### Data in this exercise
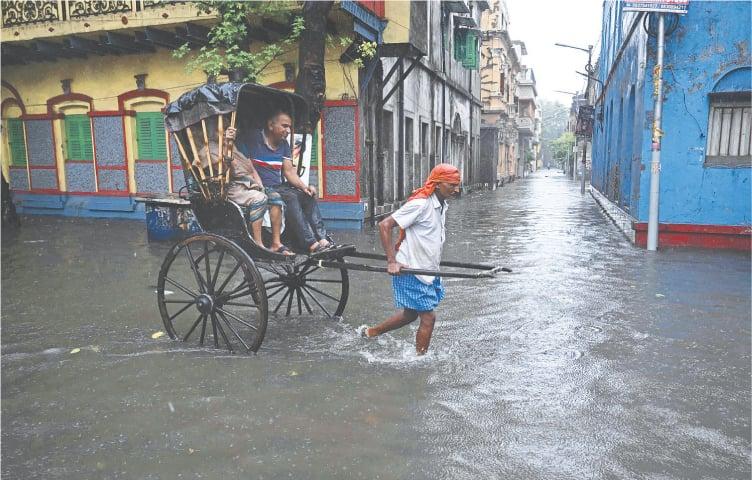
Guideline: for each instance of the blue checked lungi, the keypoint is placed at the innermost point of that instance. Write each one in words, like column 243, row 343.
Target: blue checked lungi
column 409, row 292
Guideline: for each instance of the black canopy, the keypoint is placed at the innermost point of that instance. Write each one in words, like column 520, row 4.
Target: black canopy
column 254, row 103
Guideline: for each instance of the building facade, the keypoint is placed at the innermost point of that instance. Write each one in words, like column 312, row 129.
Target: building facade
column 528, row 120
column 706, row 123
column 83, row 85
column 422, row 103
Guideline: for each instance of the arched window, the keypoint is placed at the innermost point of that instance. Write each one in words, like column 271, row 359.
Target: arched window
column 15, row 156
column 729, row 141
column 153, row 169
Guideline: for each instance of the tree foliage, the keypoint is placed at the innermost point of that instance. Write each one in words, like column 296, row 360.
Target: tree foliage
column 561, row 148
column 229, row 41
column 553, row 124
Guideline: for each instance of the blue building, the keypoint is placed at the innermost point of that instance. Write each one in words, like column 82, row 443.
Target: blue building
column 705, row 184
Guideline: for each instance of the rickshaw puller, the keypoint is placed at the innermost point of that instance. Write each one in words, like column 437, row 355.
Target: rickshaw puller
column 422, row 233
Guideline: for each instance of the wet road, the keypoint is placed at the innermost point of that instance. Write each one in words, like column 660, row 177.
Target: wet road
column 592, row 360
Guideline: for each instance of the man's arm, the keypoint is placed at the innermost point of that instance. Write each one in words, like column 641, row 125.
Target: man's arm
column 385, row 234
column 288, row 171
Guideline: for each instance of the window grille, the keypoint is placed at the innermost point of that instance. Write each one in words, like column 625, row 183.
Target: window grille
column 729, row 130
column 16, row 142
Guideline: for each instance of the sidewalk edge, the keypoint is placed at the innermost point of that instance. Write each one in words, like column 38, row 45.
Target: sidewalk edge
column 619, row 217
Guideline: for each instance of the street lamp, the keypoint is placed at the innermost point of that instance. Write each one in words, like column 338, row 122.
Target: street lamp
column 589, row 69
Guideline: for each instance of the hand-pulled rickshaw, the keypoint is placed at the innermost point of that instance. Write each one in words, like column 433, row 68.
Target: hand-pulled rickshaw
column 219, row 286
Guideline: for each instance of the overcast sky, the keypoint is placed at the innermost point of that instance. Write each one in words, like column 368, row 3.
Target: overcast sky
column 540, row 24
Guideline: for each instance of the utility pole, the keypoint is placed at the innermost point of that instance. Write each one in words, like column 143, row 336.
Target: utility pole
column 655, row 164
column 589, row 70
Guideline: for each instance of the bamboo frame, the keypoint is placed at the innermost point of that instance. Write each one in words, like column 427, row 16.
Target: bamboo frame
column 220, row 144
column 196, row 157
column 231, row 144
column 206, row 146
column 187, row 163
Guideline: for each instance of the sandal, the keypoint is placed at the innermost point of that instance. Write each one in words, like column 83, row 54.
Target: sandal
column 283, row 250
column 317, row 249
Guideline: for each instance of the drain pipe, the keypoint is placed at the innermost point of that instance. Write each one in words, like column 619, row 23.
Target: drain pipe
column 655, row 164
column 584, row 165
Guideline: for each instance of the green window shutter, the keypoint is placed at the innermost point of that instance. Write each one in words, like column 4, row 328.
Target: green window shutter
column 16, row 142
column 78, row 137
column 470, row 59
column 150, row 136
column 460, row 43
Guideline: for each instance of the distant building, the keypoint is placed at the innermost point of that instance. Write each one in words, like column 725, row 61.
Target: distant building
column 705, row 181
column 428, row 86
column 500, row 65
column 528, row 120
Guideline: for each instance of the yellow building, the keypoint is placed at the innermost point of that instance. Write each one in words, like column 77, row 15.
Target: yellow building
column 500, row 66
column 83, row 85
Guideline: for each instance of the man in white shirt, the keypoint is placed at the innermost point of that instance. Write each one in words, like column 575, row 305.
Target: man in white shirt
column 419, row 246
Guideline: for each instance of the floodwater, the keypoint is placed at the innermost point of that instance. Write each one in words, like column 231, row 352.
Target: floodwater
column 593, row 359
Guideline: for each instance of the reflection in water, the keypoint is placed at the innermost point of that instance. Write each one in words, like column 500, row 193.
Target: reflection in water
column 570, row 367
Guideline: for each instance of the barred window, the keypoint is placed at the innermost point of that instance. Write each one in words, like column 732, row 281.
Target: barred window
column 730, row 130
column 150, row 136
column 78, row 138
column 16, row 142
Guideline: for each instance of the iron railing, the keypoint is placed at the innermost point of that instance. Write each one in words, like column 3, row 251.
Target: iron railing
column 26, row 12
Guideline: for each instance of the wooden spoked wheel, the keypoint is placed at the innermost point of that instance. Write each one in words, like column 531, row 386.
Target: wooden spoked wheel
column 306, row 288
column 210, row 291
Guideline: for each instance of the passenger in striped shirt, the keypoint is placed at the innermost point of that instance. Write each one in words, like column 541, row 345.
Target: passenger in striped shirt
column 271, row 155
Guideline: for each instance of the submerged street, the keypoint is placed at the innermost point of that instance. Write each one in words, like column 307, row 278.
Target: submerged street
column 593, row 359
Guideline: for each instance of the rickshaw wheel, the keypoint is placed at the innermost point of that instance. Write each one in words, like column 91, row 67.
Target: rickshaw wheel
column 209, row 290
column 307, row 288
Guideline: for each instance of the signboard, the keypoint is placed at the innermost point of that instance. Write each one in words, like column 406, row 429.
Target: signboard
column 664, row 6
column 584, row 126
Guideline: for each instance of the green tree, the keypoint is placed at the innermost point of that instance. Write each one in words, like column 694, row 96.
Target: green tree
column 229, row 52
column 561, row 148
column 553, row 124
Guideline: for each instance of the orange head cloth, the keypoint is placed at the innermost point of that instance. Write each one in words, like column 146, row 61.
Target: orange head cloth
column 442, row 172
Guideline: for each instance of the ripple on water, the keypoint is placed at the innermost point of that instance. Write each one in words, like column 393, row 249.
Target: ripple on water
column 589, row 328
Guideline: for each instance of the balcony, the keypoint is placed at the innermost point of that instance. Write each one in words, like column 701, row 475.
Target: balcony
column 18, row 12
column 525, row 126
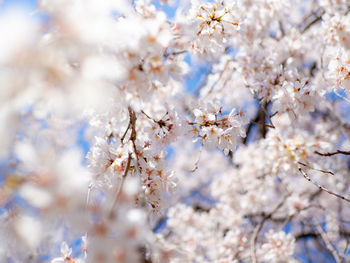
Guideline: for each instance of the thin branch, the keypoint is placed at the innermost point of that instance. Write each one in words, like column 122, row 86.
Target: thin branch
column 319, row 170
column 259, row 227
column 327, row 242
column 322, row 187
column 333, row 153
column 116, row 199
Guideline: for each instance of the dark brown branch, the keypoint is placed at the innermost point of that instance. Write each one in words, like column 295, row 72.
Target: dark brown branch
column 259, row 227
column 322, row 187
column 333, row 153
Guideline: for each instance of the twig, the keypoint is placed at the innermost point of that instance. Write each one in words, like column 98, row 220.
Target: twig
column 327, row 242
column 333, row 153
column 259, row 227
column 322, row 187
column 199, row 157
column 121, row 185
column 322, row 171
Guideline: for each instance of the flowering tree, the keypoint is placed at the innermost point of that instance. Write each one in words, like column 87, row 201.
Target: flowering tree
column 251, row 167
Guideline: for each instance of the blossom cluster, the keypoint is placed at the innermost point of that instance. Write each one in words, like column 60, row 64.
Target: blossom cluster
column 107, row 157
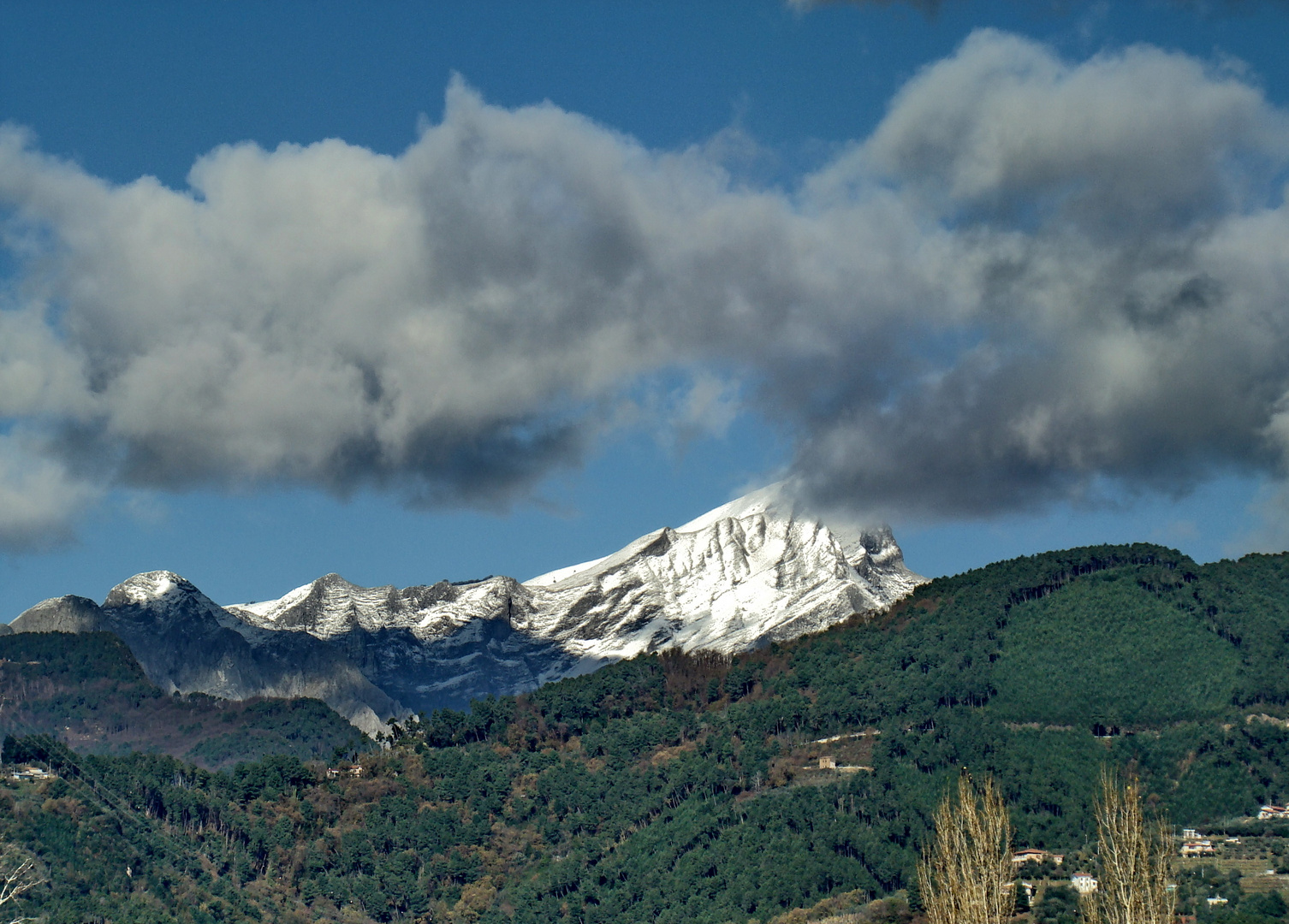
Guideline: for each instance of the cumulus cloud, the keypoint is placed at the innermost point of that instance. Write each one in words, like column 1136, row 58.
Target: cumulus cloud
column 1034, row 276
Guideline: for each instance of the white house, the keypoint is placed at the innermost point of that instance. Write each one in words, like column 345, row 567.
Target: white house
column 1083, row 883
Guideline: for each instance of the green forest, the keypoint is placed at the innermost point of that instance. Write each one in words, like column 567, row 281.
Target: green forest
column 688, row 789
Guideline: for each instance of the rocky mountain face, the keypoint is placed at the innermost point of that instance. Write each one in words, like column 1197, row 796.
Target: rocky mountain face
column 753, row 572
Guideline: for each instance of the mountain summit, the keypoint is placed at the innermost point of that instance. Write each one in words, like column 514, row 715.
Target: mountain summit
column 753, row 572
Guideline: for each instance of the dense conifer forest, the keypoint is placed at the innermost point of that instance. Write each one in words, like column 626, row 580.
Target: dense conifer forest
column 690, row 789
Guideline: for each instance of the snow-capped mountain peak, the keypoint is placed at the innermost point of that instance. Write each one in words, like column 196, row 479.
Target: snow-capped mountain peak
column 759, row 569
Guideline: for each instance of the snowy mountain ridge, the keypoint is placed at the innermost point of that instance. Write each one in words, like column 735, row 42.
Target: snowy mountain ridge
column 751, row 572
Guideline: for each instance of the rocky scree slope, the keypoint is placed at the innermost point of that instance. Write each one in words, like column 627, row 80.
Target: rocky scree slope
column 749, row 572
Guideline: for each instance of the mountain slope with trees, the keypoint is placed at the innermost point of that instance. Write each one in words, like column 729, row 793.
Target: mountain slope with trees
column 91, row 691
column 688, row 789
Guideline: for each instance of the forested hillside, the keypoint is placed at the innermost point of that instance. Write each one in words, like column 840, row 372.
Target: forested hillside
column 688, row 789
column 91, row 691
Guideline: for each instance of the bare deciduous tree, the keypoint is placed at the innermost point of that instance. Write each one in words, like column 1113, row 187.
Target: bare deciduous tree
column 965, row 871
column 20, row 873
column 1136, row 858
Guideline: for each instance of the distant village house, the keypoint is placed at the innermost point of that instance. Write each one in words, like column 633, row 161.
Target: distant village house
column 1034, row 855
column 1083, row 883
column 1197, row 848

### Challenge
Copy the records above verbatim, from the line containing "Guideline: for each instance of the submerged" through the line containing "column 116, row 199", including both of those lines. Omit the pictures.

### The solution
Guideline: for each instance of the submerged street, the keypoint is placed at the innermost point of that instance. Write each one in words, like column 307, row 278.
Target: submerged street
column 593, row 359
Guideline: for each instance of the rickshaw wheel, the keypoint is placed at the innermost point of that instance. Write each one in words, like column 91, row 67.
Target: rickshaw wheel
column 209, row 290
column 307, row 288
Guideline: for each instance of the signboard, the keypoint is placed at the innermost point of that instance. Write each one in words, like column 406, row 429.
Target: signboard
column 664, row 6
column 584, row 126
Guideline: for each instance of the green tree, the keypoint is placed at the innermost point of that instance. Write each one in words, like column 694, row 96.
Target: green tree
column 229, row 52
column 561, row 148
column 553, row 124
Guideline: for each instance of the orange head cloth, the keypoint is placed at the innermost point of that instance. Write each one in words, like column 146, row 61.
Target: orange head cloth
column 442, row 172
Guideline: for each instance of the ripple on water, the keypoint is placed at the innermost point of that instance. Write each one in words, like column 393, row 249.
Target: ripple on water
column 589, row 328
Guideline: for each instance of the balcony, the keypoint is placed at the innermost point of that instance. Write each one in words, like column 701, row 475.
Target: balcony
column 18, row 12
column 525, row 126
Guideline: for each instance of the thin branch, the keypoint is placed at the innermost point of that instance. Write each one in words, like column 122, row 86.
Target: thin branch
column 319, row 170
column 259, row 227
column 327, row 242
column 322, row 187
column 333, row 153
column 116, row 199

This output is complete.